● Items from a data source
++++++++++++++++++++

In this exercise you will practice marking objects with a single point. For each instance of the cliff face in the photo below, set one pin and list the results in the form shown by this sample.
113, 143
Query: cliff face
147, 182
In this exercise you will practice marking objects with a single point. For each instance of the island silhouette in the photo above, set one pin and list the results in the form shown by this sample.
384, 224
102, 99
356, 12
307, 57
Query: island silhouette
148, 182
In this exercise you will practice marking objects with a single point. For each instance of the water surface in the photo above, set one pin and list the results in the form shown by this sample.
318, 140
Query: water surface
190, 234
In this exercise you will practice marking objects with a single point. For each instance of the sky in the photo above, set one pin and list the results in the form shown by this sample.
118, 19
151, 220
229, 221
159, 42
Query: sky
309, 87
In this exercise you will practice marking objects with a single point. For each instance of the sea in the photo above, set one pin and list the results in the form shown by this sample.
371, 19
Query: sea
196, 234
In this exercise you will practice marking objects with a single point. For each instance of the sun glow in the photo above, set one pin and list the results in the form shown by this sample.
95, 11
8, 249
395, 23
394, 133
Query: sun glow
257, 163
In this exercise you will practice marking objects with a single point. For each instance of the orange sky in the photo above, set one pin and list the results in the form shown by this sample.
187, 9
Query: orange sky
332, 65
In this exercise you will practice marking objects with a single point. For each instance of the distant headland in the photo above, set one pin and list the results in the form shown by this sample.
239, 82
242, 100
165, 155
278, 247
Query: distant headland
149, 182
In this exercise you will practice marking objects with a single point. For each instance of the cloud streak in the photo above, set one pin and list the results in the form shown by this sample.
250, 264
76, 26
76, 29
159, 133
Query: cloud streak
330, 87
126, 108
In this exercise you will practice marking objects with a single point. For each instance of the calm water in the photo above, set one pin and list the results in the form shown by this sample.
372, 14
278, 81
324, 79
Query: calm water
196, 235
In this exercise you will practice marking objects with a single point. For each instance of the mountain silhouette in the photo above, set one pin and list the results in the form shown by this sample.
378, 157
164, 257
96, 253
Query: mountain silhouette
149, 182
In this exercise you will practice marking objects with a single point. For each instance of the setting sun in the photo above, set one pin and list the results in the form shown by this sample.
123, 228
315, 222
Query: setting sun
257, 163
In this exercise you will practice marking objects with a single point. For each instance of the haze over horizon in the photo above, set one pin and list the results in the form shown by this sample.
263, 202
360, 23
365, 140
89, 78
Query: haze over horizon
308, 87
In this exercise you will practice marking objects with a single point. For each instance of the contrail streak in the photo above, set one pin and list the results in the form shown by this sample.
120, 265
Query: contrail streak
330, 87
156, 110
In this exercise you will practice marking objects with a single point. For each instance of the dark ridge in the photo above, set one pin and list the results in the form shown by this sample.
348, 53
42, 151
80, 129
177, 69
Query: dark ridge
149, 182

++++++++++++++++++++

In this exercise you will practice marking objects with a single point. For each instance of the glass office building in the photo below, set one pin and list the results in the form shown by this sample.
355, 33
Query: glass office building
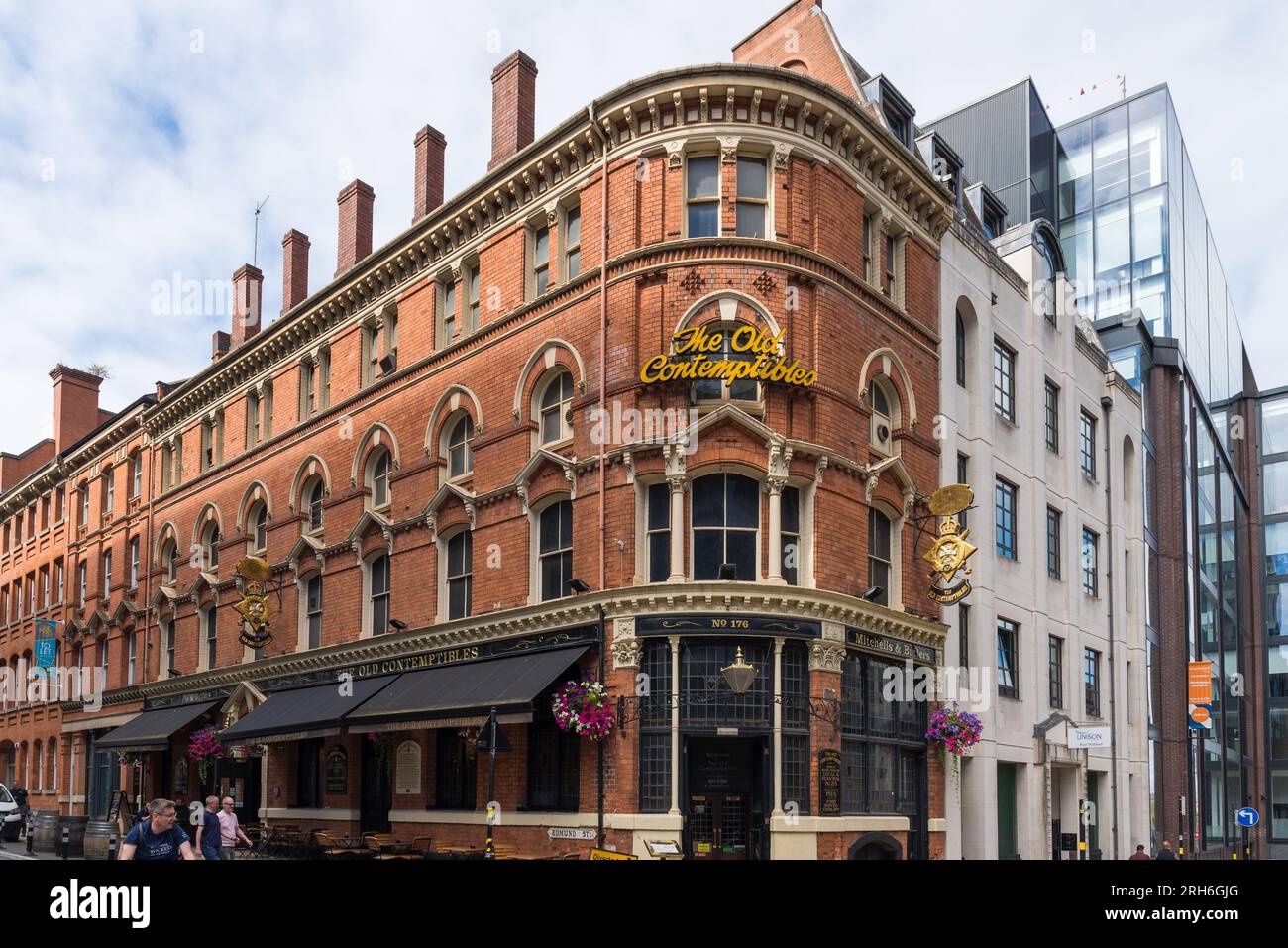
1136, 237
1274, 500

++++++++++++++++++++

● EXERCISE DIRECTIONS
Look through the data above. Each line containing the word "below" needs to be copied.

● SOLUTION
In this exercise you will practice marking objects with a single point. For each instance of the cliff face in the photo below, set one pin and list the results in the form shown by this sample.
In this exercise you will practice marking objects with a single point. For each instance of the glass office building in the photo below, set one pin and list the results in the form shown by this sample.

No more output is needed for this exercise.